GIVEN RECORDS:
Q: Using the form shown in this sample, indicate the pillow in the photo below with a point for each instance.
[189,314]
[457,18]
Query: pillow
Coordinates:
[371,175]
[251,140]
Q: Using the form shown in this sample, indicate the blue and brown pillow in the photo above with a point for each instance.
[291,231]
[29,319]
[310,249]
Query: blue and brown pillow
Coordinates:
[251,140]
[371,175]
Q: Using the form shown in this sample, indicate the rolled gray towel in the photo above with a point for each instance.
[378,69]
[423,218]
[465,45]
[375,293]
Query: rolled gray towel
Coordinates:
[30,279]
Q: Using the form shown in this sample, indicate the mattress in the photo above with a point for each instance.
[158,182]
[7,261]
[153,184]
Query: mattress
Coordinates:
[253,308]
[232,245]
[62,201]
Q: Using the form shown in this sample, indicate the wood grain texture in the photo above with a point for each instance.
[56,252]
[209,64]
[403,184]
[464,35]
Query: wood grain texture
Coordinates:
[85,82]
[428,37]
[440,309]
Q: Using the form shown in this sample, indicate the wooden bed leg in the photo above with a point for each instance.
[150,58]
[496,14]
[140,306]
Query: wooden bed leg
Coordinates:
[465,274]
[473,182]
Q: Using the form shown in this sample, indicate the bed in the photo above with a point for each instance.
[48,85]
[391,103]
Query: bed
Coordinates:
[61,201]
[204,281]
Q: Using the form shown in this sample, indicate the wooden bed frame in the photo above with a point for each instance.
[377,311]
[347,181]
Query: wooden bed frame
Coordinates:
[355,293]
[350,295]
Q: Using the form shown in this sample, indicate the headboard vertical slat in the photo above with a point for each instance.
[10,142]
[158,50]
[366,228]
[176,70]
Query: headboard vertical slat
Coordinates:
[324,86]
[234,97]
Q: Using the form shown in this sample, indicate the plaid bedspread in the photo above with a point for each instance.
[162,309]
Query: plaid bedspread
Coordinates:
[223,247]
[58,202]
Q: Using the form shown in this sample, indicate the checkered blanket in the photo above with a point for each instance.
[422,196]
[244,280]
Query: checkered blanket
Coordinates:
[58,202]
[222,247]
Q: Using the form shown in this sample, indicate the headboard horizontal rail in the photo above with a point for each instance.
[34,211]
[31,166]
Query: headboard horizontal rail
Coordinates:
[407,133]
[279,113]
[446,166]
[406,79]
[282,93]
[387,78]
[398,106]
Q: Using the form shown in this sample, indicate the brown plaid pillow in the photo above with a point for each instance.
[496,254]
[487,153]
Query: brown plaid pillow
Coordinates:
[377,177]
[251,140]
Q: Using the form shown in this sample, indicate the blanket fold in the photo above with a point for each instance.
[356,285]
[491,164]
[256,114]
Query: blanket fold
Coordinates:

TASK PROMPT: In the answer, please give only the lines from the line containing "Query: plaid bedspread" through the final line of the data, copied exactly.

THE COMPLETED TASK:
Query: plaid bedspread
Coordinates:
[223,247]
[58,202]
Q: Using the form shown in this sample, indicate the checkered blanket in the photo above with a point for each instance.
[422,196]
[244,280]
Query: checkered blanket
Coordinates:
[58,202]
[222,247]
Q: Using the form shown in this sample, indicate the headboard horizontal rail in the photo above with a point for each instance.
[34,211]
[31,166]
Query: headboard horizontal rail
Coordinates:
[407,133]
[279,113]
[446,166]
[406,79]
[282,93]
[387,78]
[398,106]
Q: Using the form shown in this sample, indicate the brown plaid pillow in the photo above with a point for each instance.
[496,254]
[487,153]
Query: brown plaid pillow
Coordinates:
[377,177]
[251,140]
Q: Using the form shown in this sample, indicate the blanket fold in the photo above with a point for each instance.
[356,285]
[491,164]
[256,114]
Query: blanket fold
Coordinates:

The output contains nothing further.